三十代から目指した研究者への道

石田 順子(40代)

 11年前、夫の留学に同行してアメリカ東南部のノースカロライナ州に渡った私は一生の仕事と考えていた東京都庁の食品衛生監視員を辞めざるを得なかった。意気消沈していた私は州が運営する語学学校に通いながら退屈をもてあましていた。あるとき身近にエイズ患者がいることを知った。日本でエイズと聞くと重篤なイメージがあったがまるで違っていた。その人は薬を飲みながら普通に暮らしていた。病気の人が薬を飲むことで普通の人と同じ生活ができるなんて何とすばらしいことだろう。大学、大学院と薬学を専攻した私だが、薬がこんな形で役に立っていることを初めて知り、薬の偉大さにすっかり魅了された。そしてこの機会に薬を創る研究への道を志したいと思った。
 一年間語学学校で英語を勉強した後、30歳で州立大学の訪問研究員となり、2年半抗がん剤を創る研究に従事した。帰国後、2年間研究生として母校に籍をおきながら第1子、第2子の出産育児の傍ら35歳で論文博士を取得した。その後この学位を活かせる職を探した。大学と国立の研究所で任期付き流動研究員を計4年間行った。その間に第3子を出産した。この時点で私の年齢は38歳になり、年齢制限の壁にぶつかった。多くの理系の流動研究員には39歳未満という年齢制限があり、その年齢までに常勤のポストを得ないと研究する場がなくなる。理系の場合、文系と違い在宅で仕事ができず、実験室での仕事が必須になる。私は結局常勤ポストに就く事ができなかった。3人の子育ても職を得る機会をさらに困難にした。実際その年齢に近づくと研究に必須の体力が落ち無理がきかなくなるのも確かだった。出産・育児による研究中断後に円滑に研究現場に復帰できるように支援する学術振興会「特別研究員-RPD」事業にも応募したが不採用となった。しかし夢をあきらめきれなかった私は、研究にこだわることをやめ、広い視野で薬に関わる常勤職を得ることを目標にして就職活動をした。さりとていくら視野を広げたところで右から左へは納得のいく職は得られないのが現実だ。派遣会社や大学で研究補助員、役所で翻訳や新規食品添加物の安全性を評価する文書を作成する技術員として非常勤の職を転々とした。中には学位を考慮してくれる研究室もあり、コンピューターのプログラミングなど知識の幅を広げられた職場もあった。帰国後6回の転職を経て幸運にも医薬品情報を患者、医療機関、医療従事者に発信する財団に就職することができた。薬を創る研究ではないが学位を活かして薬の正確な情報発信という人と社会の役に立つ仕事に就けたことは私にとってこの上ない幸せであり、まさにセカンドチャンスを得た結果となった。

• _作業内容_
本文の「11年前、夫の留学に同行して」から「究への道を志したいと思った。」までを、一字も変えずに書き出すこと。

• _提供資料_
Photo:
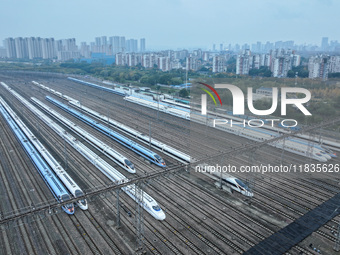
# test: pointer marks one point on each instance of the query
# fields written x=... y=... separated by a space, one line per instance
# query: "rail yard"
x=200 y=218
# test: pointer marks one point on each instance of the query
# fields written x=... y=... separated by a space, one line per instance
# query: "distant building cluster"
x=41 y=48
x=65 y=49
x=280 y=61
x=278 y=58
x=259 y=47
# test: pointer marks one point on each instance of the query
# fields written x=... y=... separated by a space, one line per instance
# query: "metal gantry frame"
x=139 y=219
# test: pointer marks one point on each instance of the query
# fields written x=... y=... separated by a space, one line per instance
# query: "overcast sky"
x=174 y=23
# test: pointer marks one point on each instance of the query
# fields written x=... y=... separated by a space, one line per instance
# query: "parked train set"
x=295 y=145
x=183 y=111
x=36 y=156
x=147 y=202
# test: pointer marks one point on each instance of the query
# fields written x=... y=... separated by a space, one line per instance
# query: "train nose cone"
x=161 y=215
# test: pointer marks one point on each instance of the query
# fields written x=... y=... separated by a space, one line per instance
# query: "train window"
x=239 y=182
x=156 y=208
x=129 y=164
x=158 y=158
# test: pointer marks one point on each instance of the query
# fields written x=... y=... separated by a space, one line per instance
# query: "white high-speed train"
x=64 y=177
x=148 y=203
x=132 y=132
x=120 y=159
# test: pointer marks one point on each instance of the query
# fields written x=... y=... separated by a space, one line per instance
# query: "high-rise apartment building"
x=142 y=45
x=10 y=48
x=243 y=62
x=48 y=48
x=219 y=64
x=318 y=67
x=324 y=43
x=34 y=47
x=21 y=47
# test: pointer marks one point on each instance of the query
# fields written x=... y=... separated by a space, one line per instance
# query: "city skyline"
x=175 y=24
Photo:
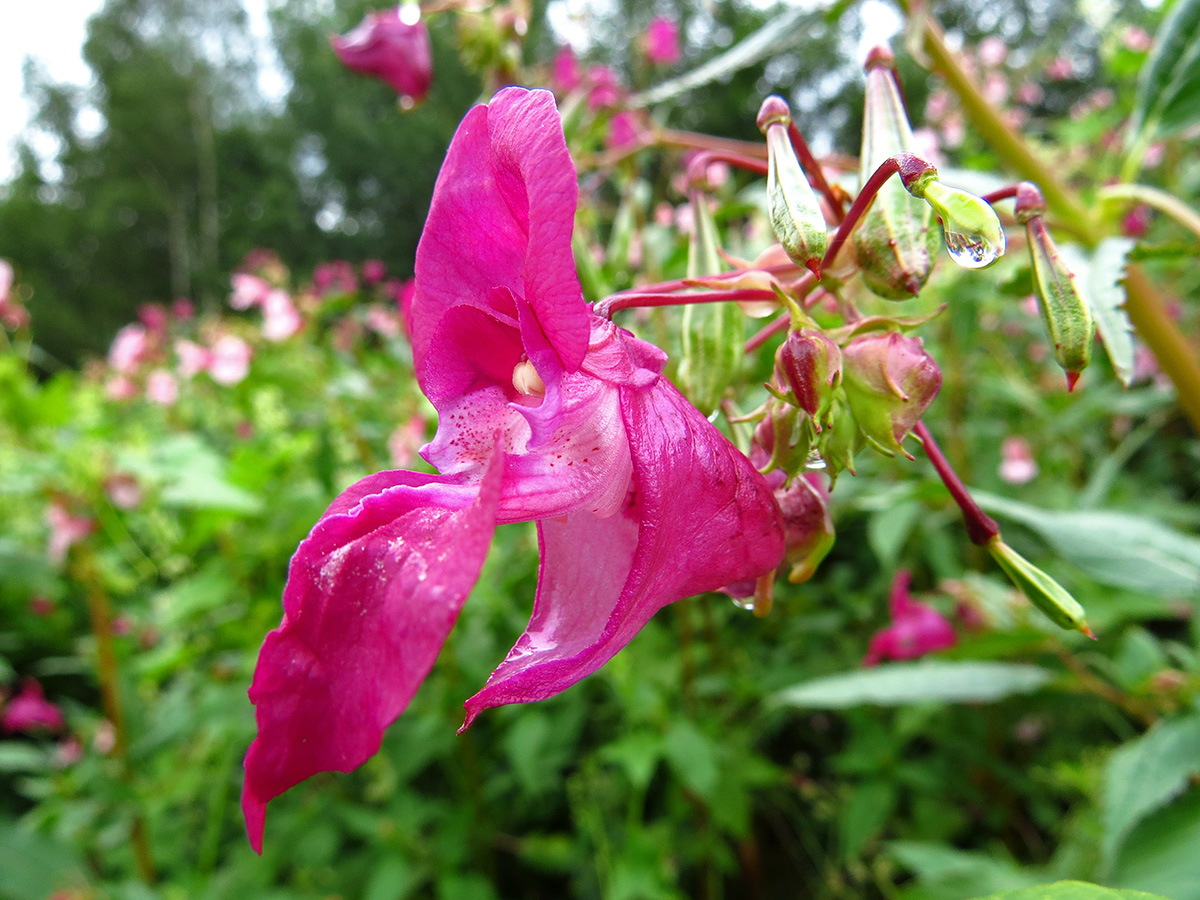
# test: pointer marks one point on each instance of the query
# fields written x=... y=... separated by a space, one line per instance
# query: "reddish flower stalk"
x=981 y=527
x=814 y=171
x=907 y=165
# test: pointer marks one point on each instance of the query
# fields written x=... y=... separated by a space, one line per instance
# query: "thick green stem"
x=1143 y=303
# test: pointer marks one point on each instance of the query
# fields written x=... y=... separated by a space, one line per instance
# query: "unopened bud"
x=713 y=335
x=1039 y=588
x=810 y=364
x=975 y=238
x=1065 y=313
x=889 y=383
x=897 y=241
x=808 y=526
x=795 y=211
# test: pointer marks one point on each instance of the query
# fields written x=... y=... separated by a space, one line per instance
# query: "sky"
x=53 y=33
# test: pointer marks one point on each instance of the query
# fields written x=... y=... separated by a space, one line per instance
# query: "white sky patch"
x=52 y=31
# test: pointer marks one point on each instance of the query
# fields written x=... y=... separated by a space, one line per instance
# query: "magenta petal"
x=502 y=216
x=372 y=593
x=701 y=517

• _解答_
11年前、夫の留学に同行してアメリカ東南部のノースカロライナ州に渡った私は一生の仕事と考えていた東京都庁の食品衛生監視員を辞めざるを得なかった。意気消沈していた私は州が運営する語学学校に通いながら退屈をもてあましていた。あるとき身近にエイズ患者がいることを知った。日本でエイズと聞くと重篤なイメージがあったがまるで違っていた。その人は薬を飲みながら普通に暮らしていた。病気の人が薬を飲むことで普通の人と同じ生活ができるなんて何とすばらしいことだろう。大学、大学院と薬学を専攻した私だが、薬がこんな形で役に立っていることを初めて知り、薬の偉大さにすっかり魅了された。そしてこの機会に薬を創る研究への道を志したいと思った。